Problem: Scan the entries and tally the lines that include the string "twig". Reply with the figure alone.

**** Task input

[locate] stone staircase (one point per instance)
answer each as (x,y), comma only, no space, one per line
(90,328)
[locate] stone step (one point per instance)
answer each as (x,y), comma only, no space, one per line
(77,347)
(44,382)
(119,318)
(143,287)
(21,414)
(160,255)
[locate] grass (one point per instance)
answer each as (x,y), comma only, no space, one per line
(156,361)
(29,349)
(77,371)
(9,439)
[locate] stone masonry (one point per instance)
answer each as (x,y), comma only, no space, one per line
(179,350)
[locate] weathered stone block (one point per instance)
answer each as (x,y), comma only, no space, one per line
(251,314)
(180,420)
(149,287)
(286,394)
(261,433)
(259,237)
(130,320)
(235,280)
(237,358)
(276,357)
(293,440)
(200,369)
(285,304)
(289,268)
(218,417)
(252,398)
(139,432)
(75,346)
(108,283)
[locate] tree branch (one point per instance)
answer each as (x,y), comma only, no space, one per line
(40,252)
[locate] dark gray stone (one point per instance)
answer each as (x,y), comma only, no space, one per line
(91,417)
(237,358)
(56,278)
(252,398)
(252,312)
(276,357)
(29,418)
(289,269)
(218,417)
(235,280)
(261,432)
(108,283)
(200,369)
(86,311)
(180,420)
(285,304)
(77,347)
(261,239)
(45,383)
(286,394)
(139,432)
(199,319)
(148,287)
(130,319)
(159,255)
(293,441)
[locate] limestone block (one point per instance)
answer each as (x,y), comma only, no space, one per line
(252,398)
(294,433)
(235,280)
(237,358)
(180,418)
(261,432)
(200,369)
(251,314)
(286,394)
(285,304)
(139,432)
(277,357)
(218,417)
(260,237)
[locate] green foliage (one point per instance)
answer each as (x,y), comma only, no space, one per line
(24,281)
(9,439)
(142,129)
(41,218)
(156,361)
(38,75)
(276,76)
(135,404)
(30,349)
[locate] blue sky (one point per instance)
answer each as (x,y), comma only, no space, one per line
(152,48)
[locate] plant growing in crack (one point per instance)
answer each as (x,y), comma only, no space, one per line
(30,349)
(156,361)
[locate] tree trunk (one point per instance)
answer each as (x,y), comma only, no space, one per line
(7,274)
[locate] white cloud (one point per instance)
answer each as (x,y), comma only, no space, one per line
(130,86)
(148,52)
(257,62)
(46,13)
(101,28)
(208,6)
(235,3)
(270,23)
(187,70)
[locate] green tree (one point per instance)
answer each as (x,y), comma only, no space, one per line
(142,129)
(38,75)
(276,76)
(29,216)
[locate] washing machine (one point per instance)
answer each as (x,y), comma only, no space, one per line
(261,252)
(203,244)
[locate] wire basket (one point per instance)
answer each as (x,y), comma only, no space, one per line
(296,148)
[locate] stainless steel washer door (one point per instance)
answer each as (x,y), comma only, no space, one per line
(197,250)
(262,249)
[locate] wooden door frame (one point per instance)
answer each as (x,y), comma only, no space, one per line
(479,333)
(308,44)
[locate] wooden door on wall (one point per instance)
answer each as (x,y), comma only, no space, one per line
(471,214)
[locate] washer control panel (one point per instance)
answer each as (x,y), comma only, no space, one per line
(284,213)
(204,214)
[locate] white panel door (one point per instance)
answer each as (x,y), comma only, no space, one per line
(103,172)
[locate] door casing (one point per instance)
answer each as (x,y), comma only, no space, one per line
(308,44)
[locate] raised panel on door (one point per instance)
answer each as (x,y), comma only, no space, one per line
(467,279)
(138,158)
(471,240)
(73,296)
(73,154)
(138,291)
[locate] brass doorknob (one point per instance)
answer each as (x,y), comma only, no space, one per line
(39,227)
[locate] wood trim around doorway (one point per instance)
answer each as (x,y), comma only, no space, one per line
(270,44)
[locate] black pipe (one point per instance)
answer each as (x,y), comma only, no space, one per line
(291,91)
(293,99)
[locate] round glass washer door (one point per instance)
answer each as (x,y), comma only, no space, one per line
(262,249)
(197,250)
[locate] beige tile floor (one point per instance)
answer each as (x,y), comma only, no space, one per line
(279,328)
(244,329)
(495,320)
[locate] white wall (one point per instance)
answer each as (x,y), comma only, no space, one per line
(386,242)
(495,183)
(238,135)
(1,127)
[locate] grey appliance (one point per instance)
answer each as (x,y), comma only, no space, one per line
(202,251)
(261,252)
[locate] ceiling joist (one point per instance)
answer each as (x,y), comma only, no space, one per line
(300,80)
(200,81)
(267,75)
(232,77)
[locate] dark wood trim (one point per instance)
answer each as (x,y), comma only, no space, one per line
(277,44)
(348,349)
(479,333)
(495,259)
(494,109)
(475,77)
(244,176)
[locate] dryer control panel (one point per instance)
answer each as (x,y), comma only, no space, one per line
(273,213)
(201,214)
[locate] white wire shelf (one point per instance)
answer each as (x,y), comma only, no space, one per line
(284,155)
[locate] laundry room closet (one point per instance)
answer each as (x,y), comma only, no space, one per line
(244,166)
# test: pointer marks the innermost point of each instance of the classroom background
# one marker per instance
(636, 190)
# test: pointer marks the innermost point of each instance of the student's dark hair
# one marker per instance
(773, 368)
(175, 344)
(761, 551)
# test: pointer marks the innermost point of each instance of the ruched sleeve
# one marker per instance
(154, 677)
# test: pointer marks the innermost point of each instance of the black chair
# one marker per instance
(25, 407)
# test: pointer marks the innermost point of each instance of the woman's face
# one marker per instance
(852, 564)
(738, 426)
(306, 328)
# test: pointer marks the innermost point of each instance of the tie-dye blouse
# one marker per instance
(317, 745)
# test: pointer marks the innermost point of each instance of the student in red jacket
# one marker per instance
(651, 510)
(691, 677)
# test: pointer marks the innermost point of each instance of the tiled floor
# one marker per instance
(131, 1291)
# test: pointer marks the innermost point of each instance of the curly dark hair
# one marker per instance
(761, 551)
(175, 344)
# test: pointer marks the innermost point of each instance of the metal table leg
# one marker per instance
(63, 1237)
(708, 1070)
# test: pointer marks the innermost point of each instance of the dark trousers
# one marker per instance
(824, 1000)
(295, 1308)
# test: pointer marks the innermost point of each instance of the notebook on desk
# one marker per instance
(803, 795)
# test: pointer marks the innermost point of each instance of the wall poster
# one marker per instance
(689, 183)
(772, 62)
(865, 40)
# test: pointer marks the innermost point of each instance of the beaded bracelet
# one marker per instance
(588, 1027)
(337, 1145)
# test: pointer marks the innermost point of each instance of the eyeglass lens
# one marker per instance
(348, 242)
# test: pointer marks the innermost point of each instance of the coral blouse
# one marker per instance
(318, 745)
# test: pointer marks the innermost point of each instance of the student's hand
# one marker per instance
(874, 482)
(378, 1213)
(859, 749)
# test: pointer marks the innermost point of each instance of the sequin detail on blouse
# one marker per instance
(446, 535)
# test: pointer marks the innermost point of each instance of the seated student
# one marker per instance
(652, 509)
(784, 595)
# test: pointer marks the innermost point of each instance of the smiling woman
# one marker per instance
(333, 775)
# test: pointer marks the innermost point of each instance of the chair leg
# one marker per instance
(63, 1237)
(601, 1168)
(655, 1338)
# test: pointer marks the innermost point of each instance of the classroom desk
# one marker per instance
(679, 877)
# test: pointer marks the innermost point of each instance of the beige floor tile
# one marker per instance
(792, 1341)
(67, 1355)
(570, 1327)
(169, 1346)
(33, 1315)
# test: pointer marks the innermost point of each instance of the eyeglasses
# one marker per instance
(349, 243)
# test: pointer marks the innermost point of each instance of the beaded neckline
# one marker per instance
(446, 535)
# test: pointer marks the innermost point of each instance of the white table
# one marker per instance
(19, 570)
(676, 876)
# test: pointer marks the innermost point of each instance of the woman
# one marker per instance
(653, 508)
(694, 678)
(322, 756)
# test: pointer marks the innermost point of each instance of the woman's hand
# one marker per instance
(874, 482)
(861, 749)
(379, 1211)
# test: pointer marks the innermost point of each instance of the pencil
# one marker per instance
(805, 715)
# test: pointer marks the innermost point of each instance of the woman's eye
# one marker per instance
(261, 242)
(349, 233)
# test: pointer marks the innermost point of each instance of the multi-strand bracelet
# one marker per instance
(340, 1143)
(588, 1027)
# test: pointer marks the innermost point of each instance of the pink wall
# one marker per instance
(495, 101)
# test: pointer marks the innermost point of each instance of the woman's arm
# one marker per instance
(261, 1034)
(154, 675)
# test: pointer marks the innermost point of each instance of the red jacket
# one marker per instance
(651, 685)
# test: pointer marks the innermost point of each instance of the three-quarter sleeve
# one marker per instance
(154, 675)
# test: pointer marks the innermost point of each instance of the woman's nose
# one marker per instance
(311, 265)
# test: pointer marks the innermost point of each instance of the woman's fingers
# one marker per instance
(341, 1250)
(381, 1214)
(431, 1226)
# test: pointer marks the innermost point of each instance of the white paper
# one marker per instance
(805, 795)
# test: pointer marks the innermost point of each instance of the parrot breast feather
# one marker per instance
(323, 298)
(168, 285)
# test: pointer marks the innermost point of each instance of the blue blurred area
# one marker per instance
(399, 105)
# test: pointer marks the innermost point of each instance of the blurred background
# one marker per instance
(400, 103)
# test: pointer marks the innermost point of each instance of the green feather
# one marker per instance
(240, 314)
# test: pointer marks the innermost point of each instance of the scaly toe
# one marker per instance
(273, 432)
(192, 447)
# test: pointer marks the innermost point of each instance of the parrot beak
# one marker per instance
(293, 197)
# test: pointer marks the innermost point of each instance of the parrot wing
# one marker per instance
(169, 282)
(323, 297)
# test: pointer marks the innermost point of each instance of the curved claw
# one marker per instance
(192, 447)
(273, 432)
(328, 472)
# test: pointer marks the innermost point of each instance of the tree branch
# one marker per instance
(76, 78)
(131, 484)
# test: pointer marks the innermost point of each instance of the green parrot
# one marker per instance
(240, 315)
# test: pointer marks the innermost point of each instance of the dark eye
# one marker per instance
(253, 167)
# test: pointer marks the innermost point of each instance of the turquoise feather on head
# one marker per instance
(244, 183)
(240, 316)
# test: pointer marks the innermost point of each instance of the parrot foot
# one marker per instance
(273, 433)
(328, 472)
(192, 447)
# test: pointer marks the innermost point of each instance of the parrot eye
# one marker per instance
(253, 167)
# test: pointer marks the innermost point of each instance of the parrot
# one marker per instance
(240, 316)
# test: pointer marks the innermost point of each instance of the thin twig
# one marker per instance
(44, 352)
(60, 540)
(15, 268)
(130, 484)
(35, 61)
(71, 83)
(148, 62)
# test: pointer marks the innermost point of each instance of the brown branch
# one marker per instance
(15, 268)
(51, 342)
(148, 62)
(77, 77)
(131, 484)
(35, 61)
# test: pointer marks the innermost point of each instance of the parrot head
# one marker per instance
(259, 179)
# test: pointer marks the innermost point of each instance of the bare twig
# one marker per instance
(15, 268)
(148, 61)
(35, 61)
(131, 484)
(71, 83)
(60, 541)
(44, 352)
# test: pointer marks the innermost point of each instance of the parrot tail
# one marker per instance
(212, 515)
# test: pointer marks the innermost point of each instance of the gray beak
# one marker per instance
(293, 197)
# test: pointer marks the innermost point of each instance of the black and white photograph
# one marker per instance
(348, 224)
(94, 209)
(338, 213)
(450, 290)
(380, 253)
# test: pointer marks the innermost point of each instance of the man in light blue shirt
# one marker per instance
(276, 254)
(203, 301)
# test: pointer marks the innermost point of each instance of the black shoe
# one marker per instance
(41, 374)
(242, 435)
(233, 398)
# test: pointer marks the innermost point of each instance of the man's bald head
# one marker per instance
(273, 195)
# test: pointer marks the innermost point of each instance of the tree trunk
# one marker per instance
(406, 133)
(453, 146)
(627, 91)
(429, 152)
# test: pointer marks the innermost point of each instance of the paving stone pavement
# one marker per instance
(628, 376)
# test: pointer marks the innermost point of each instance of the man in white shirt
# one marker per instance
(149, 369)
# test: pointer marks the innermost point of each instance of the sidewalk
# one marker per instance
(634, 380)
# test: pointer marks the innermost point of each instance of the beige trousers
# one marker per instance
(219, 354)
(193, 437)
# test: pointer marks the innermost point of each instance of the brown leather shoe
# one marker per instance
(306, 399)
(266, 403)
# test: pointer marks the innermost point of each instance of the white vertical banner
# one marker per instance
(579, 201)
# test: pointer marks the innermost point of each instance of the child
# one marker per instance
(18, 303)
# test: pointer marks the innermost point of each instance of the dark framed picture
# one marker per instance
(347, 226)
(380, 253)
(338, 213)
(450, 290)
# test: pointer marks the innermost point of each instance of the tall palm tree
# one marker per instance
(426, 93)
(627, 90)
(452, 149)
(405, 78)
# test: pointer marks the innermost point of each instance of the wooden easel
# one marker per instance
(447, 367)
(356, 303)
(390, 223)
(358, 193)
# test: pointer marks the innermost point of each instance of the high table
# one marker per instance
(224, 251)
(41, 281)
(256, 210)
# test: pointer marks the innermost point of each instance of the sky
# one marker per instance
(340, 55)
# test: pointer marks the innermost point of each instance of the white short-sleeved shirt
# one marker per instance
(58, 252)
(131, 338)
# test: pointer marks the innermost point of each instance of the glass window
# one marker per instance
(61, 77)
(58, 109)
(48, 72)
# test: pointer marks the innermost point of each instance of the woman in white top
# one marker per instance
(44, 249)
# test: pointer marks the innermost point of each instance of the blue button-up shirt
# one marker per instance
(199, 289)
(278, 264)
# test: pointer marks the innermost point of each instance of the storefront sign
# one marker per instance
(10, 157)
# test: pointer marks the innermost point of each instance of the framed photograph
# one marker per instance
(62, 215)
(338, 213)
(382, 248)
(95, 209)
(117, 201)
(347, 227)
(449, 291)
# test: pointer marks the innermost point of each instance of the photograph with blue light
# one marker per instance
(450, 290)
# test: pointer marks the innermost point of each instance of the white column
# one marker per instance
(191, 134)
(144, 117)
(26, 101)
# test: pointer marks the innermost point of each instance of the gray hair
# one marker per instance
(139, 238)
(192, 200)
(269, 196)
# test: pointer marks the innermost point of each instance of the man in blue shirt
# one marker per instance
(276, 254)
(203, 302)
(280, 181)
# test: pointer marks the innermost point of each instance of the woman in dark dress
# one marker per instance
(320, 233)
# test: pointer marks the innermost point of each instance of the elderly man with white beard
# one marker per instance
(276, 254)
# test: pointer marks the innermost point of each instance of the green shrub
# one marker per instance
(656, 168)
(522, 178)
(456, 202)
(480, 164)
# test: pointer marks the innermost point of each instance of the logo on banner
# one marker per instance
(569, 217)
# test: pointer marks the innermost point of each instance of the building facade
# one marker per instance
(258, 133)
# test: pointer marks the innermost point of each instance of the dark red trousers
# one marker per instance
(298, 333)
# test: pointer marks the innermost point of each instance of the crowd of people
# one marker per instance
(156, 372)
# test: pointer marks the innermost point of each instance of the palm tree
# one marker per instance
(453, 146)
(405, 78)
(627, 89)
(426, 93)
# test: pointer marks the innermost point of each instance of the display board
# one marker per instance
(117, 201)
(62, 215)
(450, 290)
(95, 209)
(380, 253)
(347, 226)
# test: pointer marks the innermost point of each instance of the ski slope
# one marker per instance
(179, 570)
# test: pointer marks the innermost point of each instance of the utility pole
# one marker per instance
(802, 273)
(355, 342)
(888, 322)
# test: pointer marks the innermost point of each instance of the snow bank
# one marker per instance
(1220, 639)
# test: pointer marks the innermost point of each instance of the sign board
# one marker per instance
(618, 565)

********

Response area: 2